● THE PROBLEM: Reproduce the records word for word, starting with the line that contains "the t-shirt sleeve" and going on through the end of the records. Omit the pictures from your answer.

(Rows from a pointing dataset)
/---

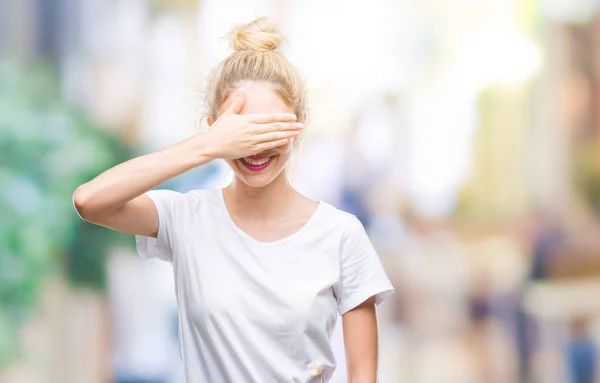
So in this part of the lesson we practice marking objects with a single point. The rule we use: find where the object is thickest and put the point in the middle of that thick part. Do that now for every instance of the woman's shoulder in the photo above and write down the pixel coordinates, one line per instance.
(336, 217)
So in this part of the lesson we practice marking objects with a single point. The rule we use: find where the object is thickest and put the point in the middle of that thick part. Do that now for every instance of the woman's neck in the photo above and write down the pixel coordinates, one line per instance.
(259, 203)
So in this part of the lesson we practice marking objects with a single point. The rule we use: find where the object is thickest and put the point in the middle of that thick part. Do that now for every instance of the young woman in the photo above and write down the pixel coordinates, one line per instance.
(261, 271)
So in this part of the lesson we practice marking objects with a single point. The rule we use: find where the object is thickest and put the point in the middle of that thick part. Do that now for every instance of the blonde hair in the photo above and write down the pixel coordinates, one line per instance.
(256, 57)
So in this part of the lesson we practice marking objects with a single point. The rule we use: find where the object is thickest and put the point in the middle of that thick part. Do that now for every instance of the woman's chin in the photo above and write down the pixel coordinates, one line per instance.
(257, 180)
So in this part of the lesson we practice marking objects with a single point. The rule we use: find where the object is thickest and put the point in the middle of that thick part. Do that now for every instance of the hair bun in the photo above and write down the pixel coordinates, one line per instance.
(259, 35)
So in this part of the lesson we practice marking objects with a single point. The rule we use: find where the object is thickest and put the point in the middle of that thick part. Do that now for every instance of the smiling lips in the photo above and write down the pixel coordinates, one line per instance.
(256, 163)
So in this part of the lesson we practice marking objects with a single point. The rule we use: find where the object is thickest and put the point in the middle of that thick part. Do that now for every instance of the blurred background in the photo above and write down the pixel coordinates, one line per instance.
(464, 134)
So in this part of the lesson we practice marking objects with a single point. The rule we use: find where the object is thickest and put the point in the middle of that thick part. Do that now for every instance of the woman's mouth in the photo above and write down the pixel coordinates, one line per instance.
(255, 163)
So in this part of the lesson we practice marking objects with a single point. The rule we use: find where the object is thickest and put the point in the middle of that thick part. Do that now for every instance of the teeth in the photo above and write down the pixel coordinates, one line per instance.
(256, 163)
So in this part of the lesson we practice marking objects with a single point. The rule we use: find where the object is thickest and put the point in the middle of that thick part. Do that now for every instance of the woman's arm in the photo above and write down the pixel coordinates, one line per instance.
(361, 342)
(116, 199)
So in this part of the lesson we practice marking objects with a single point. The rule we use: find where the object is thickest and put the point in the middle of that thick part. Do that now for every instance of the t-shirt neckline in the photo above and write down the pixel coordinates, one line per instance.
(223, 207)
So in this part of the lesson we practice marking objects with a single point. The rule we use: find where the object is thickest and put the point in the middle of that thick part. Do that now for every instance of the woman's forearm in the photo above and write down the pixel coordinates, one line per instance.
(122, 183)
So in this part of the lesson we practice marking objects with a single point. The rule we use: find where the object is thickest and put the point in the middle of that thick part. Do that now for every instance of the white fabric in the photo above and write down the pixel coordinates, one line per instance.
(255, 311)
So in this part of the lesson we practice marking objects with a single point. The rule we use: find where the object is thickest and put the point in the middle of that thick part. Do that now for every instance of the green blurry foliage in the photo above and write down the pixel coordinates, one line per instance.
(47, 149)
(587, 174)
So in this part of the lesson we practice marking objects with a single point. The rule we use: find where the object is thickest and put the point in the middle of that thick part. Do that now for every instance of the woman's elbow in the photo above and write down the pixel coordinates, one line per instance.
(83, 203)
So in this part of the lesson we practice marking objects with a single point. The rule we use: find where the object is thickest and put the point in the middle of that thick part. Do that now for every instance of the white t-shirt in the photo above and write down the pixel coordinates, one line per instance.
(252, 311)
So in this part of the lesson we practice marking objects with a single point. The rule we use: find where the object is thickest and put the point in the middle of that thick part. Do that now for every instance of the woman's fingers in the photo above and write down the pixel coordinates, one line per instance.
(270, 145)
(278, 127)
(266, 118)
(276, 136)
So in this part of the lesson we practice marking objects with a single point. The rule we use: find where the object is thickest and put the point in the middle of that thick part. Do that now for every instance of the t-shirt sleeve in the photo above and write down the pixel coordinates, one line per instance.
(361, 273)
(160, 247)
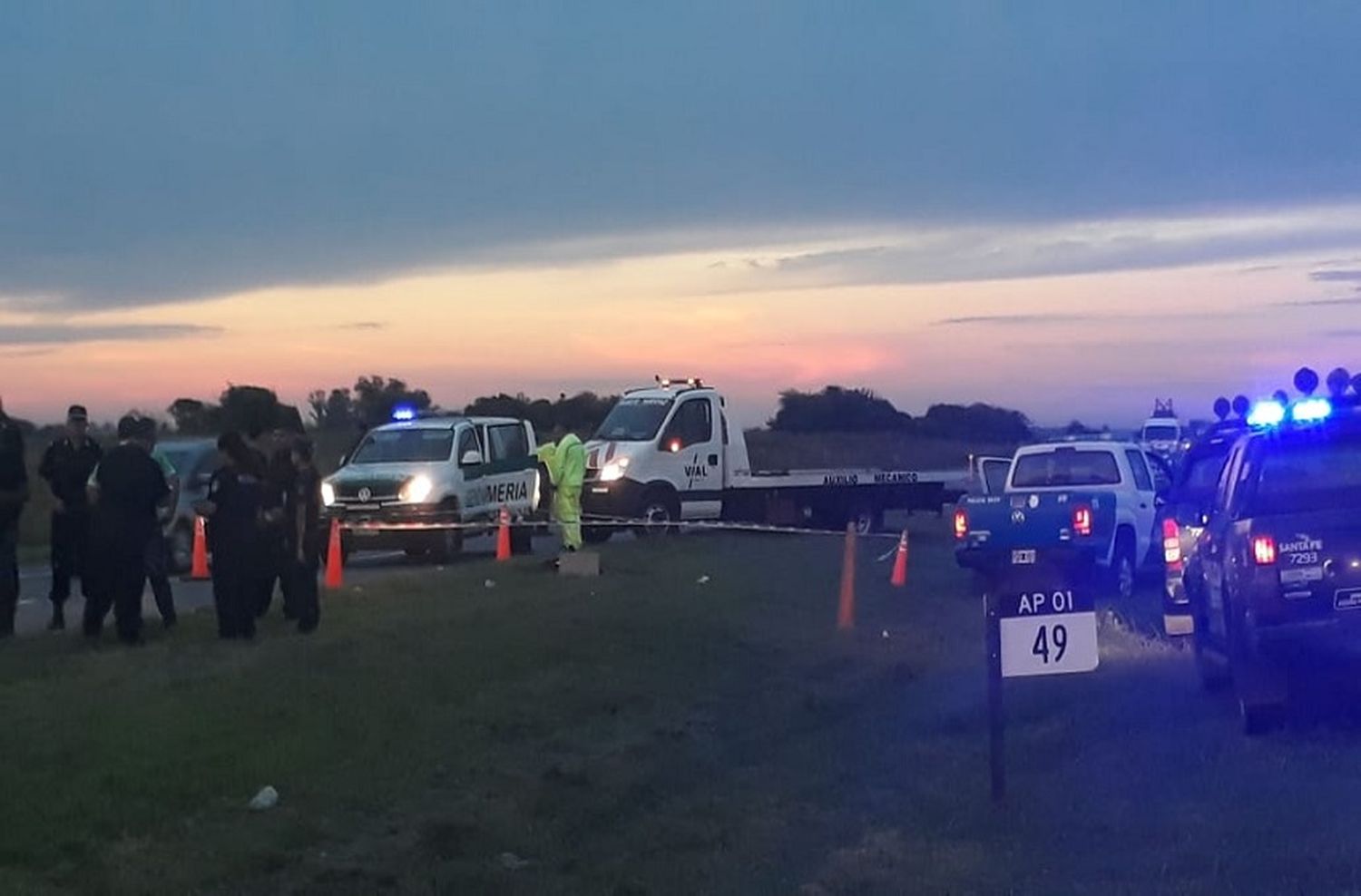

\---

● RESULT BELOW:
So in this part of the lesson we practice marking objects with a single point. The rule we use: find where the object is thickest and put the point in the middle of that thick part. Do that now for every instance of the t-shirt sleeve in the photo above and write down the pixel coordinates, one line per instance.
(361, 273)
(160, 247)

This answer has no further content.